** start Excerpted passage **

October 6, 2004: Red Sox again run up the score in Game 2 against Angels

This article was written by Bill Nowlin

In Game Two of the 2004 American League Division Series, there was some back-and-forth before the Red Sox took a one-run lead in the seventh inning and then socked it away with four runs in the top of the ninth.

The Angels started Bartolo Colon and the Red Sox started Pedro Martínez. Colon had been the Angels’ best starter in the second half of the 2004 season, going 12-4 from July 9 on, with a 3.63 ERA.

Martínez, on the other hand, had lost all four of his last starts in the regular season. Curt Schilling had the better season and was manager Terry Francona’s choice to start Game One. That said, David Ortiz might have motivated Martínez even more. “Tito decided to go with Schilling,” Ortiz said in 2007. “I knew that would make Pedro pitch even better. Pedro was always at his best when people started to doubt him, when he had something to prove.”1

Both pitchers worked a good number of innings in this Division Series game (Colon six and Martínez seven), and both were hit for three runs.

Despite giving up singles to the first two Red Sox batters (Johnny Damon and Mark Bellhorn) and then walking Ortiz to load the bases (after striking out Manny Ramírez), Colon got Trot Nixon to fly out to sufficiently shallow left field and Kevin Millar to ground out, short to first.

Martínez got three outs, walking only Vladimir Guerrero, who had been 0-for-5 in Game One.

Colon again loaded the bases in the top of the second on two-out singles dropped into right field by both Bill Mueller and Damon, and then a walk to Bellhorn. This time Ramírez walked on six pitches, forcing in Mueller with the first run of game. Colon was lucky, though; on a foul ball during the at-bat, Manny missed a grand slam by only a few feet. It was 1-0, Boston. A strong and accurate snap throw from catcher José Molina picked Bellhorn off second base and took the bat away from Ortiz.

The Angels quickly tied it. DH Troy Glaus walked. Left fielder Jeff DaVanon punched a single through the infield into left, putting runners on first and second. Third baseman Dallas McPherson dropped a single into left, scoring Glaus from second. There was still nobody out, and two on. Molina bunted to advance the runners but he bunted too hard and right to Martínez, who fired quickly and erased DaVanon before he could reach third base. A fly out and a strikeout ended the inning. 1-1, after two.

Both sides went down one-two-three in the third, as did the Red Sox in the top of the fourth.

In the bottom of the fourth inning, Martínez struck out Glaus. DaVanon dropped a single in front of Damon in straightaway center, but on a strike-’em-out, throw-’em-out double play, Martínez struck out McPherson swinging and Jason Varitek’s throw to second base erased DaVanon, caught stealing.

** end Excerpted passage **

Task 1:
Answer these from the Game Two article, each on its own line and marked like the question:
(a) What was Colon's record from July 9 on?
(b) Which Red Sox runner did José Molina pick off second base?
(c) Which batter did Martínez walk in the first inning?
Task 2: Name every player the Game Two article says hit a single.
Task 3: Write the next part of the Game Two article, starting with the play after DaVanon is caught stealing.

** start Dataset entries **

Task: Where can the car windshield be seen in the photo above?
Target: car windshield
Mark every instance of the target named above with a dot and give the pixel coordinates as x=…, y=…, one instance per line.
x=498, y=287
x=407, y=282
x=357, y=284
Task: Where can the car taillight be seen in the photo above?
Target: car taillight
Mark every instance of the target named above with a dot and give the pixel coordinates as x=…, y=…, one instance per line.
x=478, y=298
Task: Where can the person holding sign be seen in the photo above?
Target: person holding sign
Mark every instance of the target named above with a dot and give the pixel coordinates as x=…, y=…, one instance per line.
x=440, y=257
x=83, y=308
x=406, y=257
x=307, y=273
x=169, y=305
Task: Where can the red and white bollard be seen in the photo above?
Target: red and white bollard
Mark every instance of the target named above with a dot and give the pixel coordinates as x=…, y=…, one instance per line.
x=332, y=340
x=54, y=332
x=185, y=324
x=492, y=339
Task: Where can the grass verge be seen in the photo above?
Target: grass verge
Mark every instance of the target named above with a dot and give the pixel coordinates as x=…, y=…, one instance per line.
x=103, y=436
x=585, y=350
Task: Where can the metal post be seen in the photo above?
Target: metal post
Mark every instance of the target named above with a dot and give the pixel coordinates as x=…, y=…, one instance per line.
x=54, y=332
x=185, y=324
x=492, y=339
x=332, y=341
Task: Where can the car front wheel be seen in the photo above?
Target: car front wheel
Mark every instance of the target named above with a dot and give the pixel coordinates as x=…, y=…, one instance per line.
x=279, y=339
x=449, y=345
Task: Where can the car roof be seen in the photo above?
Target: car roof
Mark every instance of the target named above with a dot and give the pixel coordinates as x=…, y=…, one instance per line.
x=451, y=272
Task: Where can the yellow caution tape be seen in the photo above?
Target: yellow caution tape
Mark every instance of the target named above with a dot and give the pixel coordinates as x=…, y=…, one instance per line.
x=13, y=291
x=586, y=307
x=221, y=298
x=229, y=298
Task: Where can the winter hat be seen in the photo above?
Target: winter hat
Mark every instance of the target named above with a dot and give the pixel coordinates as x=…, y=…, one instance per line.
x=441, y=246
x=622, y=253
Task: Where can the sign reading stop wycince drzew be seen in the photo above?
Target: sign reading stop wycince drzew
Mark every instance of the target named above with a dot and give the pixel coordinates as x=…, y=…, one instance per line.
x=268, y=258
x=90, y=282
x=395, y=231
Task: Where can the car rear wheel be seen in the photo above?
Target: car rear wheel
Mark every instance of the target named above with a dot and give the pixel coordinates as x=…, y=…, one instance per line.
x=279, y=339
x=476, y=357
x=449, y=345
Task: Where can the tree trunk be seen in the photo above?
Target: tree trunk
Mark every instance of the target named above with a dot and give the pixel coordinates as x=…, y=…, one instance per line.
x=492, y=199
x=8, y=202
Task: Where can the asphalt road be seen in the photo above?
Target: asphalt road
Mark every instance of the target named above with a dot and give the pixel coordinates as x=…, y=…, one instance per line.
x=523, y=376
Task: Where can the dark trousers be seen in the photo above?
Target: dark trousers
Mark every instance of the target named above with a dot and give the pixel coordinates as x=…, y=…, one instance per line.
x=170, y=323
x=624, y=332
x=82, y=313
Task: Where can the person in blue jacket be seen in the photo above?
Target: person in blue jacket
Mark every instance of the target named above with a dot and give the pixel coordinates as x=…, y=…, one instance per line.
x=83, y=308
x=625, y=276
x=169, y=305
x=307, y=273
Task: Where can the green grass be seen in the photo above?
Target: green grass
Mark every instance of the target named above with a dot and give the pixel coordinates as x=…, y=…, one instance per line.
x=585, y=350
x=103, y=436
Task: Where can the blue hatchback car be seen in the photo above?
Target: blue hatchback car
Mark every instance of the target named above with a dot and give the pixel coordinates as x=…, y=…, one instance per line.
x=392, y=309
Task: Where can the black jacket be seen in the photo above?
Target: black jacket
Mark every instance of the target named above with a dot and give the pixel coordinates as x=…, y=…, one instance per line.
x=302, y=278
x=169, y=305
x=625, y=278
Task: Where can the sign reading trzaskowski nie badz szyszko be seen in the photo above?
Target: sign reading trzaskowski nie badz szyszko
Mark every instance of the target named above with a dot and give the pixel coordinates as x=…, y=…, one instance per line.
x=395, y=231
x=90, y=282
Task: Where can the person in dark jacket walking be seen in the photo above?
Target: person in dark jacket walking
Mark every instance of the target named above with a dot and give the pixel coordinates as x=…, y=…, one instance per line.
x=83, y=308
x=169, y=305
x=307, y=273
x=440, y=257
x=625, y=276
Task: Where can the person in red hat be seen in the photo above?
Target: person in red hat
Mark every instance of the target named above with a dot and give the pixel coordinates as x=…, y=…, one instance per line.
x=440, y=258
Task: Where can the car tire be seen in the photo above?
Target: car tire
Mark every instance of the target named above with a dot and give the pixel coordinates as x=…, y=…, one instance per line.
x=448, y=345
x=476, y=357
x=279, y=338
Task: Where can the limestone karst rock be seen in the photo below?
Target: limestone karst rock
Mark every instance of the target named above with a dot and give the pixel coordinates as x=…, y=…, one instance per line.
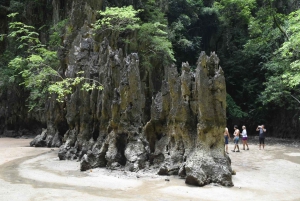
x=108, y=128
x=143, y=117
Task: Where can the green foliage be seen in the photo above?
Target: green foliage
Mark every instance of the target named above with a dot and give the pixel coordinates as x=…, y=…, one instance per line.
x=284, y=66
x=152, y=35
x=57, y=31
x=118, y=19
x=233, y=110
x=66, y=86
x=36, y=69
x=234, y=9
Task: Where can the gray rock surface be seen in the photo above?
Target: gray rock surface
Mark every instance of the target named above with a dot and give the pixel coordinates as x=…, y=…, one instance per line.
x=143, y=118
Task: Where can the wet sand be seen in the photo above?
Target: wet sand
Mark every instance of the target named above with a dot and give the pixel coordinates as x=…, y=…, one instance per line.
x=33, y=174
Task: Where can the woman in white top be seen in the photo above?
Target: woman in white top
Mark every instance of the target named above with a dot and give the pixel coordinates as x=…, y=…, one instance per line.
x=244, y=137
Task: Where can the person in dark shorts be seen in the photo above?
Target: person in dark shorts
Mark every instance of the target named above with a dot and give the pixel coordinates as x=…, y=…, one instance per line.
x=262, y=132
x=236, y=139
x=227, y=137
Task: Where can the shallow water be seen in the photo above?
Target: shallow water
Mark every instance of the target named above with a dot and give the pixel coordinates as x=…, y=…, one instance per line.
x=28, y=173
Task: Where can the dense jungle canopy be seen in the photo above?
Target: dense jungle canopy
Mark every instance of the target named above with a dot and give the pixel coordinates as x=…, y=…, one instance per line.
x=257, y=42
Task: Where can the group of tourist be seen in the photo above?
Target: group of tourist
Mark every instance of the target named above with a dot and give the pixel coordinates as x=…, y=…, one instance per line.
x=236, y=138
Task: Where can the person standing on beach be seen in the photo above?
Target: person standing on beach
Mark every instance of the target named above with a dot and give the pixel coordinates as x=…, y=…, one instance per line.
x=244, y=138
x=227, y=137
x=236, y=139
x=262, y=132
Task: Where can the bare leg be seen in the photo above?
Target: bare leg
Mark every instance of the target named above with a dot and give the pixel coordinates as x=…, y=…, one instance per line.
x=247, y=144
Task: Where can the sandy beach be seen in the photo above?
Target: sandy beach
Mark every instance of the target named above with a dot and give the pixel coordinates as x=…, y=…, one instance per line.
x=33, y=174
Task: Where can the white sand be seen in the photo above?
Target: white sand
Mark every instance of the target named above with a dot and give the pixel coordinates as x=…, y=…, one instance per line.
x=33, y=174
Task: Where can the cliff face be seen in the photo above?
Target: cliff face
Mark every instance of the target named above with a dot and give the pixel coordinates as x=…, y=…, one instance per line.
x=144, y=117
x=175, y=126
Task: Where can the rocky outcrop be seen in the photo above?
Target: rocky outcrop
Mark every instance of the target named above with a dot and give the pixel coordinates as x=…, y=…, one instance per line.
x=143, y=118
x=182, y=134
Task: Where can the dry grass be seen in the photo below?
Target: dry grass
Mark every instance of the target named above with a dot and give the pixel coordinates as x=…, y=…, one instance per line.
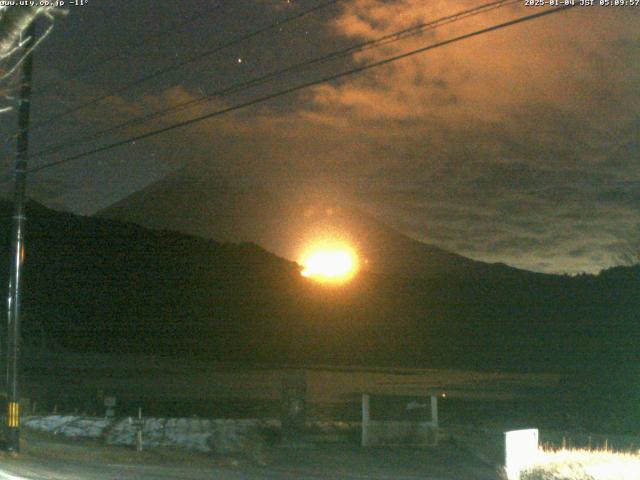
x=584, y=465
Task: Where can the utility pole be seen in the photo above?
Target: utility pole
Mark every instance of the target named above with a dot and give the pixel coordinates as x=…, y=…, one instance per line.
x=17, y=250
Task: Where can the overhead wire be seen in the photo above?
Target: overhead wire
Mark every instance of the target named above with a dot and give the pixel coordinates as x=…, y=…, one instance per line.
x=183, y=63
x=305, y=85
x=132, y=48
x=296, y=68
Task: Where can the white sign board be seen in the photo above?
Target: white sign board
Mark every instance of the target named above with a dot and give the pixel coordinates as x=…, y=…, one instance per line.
x=521, y=450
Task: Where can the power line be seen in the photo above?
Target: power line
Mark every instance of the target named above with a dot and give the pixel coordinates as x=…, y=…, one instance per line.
x=384, y=40
x=127, y=50
x=190, y=60
x=303, y=86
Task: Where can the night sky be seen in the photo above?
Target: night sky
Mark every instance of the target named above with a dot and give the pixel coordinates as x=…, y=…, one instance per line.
x=520, y=145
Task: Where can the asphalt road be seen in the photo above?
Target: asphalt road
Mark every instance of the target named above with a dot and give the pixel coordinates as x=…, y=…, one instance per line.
x=47, y=458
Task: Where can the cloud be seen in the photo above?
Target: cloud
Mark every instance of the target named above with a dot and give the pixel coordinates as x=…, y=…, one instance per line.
x=518, y=146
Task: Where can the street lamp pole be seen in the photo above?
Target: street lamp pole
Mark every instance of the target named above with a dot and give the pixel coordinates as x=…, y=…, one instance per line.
x=17, y=250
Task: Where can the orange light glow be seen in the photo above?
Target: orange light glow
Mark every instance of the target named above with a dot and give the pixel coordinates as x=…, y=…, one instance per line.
x=330, y=263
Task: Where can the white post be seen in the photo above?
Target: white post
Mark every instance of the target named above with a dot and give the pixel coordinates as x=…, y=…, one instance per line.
x=434, y=410
x=365, y=419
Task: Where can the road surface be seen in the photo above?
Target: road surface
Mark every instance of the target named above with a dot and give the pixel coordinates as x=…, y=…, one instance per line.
x=44, y=458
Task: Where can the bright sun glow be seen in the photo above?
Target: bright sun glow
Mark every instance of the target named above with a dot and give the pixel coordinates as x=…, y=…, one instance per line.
x=330, y=264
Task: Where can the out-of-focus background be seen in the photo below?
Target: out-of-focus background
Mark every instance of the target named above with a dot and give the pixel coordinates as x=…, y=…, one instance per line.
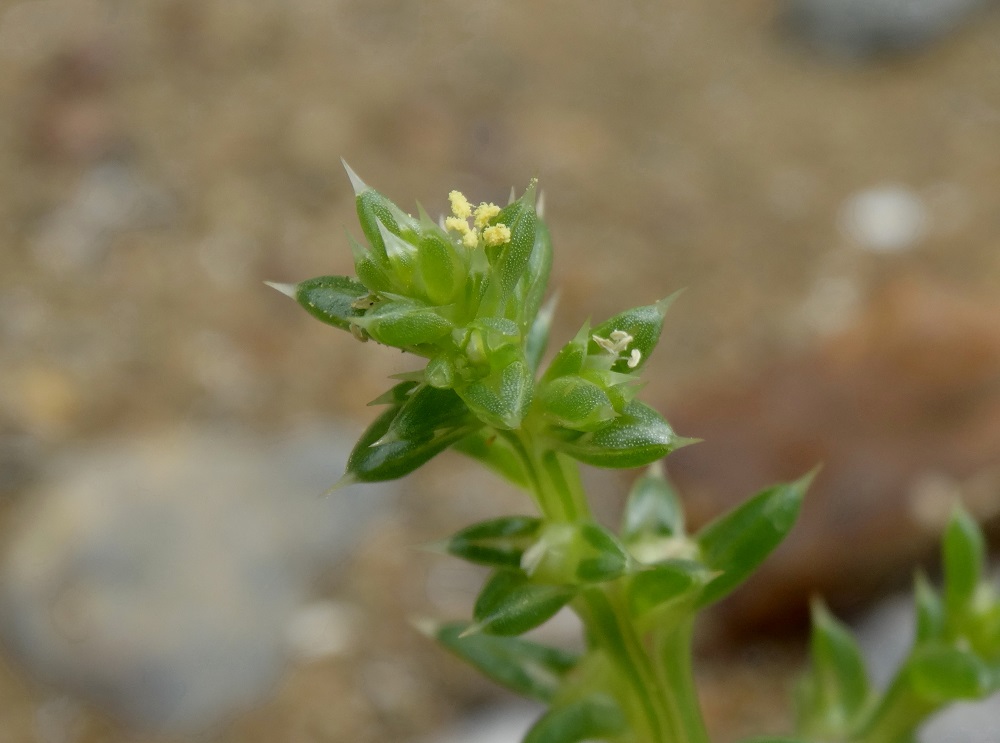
x=821, y=175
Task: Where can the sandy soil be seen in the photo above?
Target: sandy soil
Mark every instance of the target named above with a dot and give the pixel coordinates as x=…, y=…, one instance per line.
x=159, y=159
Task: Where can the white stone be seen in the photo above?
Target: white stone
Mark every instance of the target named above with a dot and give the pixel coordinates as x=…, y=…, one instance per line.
x=884, y=219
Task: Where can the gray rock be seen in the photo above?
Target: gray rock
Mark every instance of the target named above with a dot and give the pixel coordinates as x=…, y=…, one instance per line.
x=858, y=28
x=885, y=636
x=157, y=577
x=499, y=724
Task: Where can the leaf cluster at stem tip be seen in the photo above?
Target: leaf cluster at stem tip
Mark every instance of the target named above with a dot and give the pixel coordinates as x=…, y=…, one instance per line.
x=465, y=295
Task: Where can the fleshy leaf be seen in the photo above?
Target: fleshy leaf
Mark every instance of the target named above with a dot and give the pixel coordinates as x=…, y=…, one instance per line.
x=840, y=681
x=530, y=669
x=404, y=325
x=442, y=270
x=510, y=604
x=576, y=403
x=644, y=324
x=499, y=543
x=637, y=437
x=502, y=399
x=375, y=212
x=570, y=358
x=964, y=555
x=426, y=411
x=495, y=453
x=930, y=611
x=537, y=339
x=594, y=718
x=331, y=299
x=940, y=673
x=738, y=541
x=513, y=256
x=535, y=280
x=664, y=584
x=371, y=461
x=653, y=509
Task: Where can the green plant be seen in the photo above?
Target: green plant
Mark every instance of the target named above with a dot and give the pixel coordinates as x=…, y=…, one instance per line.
x=468, y=299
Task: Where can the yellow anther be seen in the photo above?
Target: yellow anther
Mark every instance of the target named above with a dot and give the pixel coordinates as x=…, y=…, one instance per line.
x=484, y=213
x=457, y=224
x=498, y=234
x=460, y=205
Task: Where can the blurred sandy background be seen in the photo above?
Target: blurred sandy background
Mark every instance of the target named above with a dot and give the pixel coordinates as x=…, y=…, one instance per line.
x=159, y=159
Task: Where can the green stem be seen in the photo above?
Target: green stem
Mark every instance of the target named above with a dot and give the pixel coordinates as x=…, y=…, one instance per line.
x=673, y=654
x=897, y=716
x=555, y=481
x=609, y=627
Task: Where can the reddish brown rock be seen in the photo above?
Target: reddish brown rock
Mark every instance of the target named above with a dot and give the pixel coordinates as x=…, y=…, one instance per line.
x=903, y=412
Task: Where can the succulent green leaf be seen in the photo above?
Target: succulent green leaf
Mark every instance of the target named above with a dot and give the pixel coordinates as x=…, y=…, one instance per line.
x=331, y=299
x=593, y=718
x=576, y=553
x=511, y=604
x=840, y=681
x=395, y=395
x=738, y=541
x=964, y=555
x=941, y=673
x=570, y=358
x=427, y=411
x=637, y=437
x=376, y=212
x=663, y=585
x=513, y=257
x=442, y=269
x=404, y=324
x=653, y=508
x=501, y=400
x=496, y=453
x=369, y=271
x=603, y=557
x=440, y=372
x=499, y=543
x=531, y=288
x=576, y=403
x=930, y=611
x=644, y=324
x=527, y=668
x=371, y=461
x=537, y=339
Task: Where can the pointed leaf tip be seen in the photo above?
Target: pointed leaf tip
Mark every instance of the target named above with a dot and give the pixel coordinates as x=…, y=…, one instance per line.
x=346, y=479
x=425, y=626
x=357, y=184
x=287, y=289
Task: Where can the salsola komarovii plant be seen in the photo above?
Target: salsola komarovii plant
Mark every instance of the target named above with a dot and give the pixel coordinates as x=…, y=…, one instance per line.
x=466, y=295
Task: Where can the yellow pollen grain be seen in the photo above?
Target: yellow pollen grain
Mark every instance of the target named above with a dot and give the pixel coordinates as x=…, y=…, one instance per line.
x=498, y=234
x=457, y=224
x=484, y=213
x=460, y=205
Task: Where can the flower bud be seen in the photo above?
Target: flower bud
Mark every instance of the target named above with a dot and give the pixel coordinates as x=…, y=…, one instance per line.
x=576, y=403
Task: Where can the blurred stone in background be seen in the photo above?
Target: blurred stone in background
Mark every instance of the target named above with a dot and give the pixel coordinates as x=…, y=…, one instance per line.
x=159, y=159
x=159, y=577
x=901, y=409
x=861, y=28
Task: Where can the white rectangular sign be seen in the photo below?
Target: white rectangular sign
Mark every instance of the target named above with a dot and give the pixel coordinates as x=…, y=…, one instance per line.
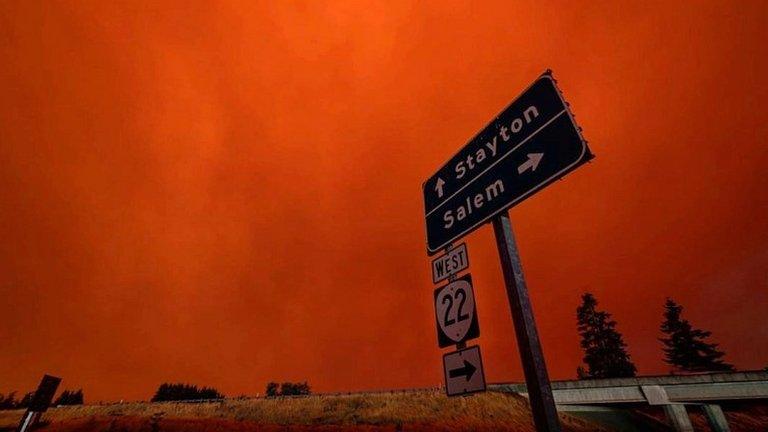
x=451, y=263
x=463, y=372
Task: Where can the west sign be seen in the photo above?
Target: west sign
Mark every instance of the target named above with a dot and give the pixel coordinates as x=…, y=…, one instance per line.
x=532, y=143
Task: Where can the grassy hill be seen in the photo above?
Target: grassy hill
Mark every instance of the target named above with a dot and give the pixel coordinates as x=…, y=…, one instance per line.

** end Dataset entries **

Result 1:
(a) 12-4, with a 3.63 ERA
(b) Mark Bellhorn
(c) Vladimir Guerrero

Result 2: Johnny Damon, Mark Bellhorn, Bill Mueller, Jeff DaVanon, Dallas McPherson

Result 3:
It was the Angels, though, who did score next — two runs in the bottom of the fifth. Colon had set the Red Sox down in order. José Molina led off with a looping single between Ramírez and shortstop Orlando Cabrera in short left field. Shortstop David Eckstein singled over second baseman Bellhorn into center. Martínez got Chone Figgins to foul out to Bill Mueller at third base, but then hit the next batter, Darin Erstad, loading the bases with one out. Vladimir Guerrero singled to right-center field, driving in both Molina and Eckstein. The Angels had a 3-1 lead and Angels fans went wild with their Thunderstix. The half-inning ended when Garret Anderson shot a liner to Kevin Millar at first, who snared it, took just one step to double off Guerrero, executing an unassisted double play.

Boston responded right away. Ortiz led off with a single, but Trot Nixon hit into a double play and the bases were empty again. Kevin Millar singled to center and Jason Varitek homered a few rows deep into the right-field seats to tie the game.

In the bottom of the sixth, Pedro Martínez set down the Angels in order.

The Red Sox scored one more time in the top of the seventh. Francisco “K-Rod” Rodriguez was in, relieving Colon. With runners on second and third and one out, Manny Ramírez hit a sacrifice fly to center field, making it 4-3, Red Sox.

In the bottom of the seventh, Martínez set down the Angels in order again.

Though Rodriguez gave up a single, hit a batter, and threw a wild pitch, he escaped the eighth without giving up a run.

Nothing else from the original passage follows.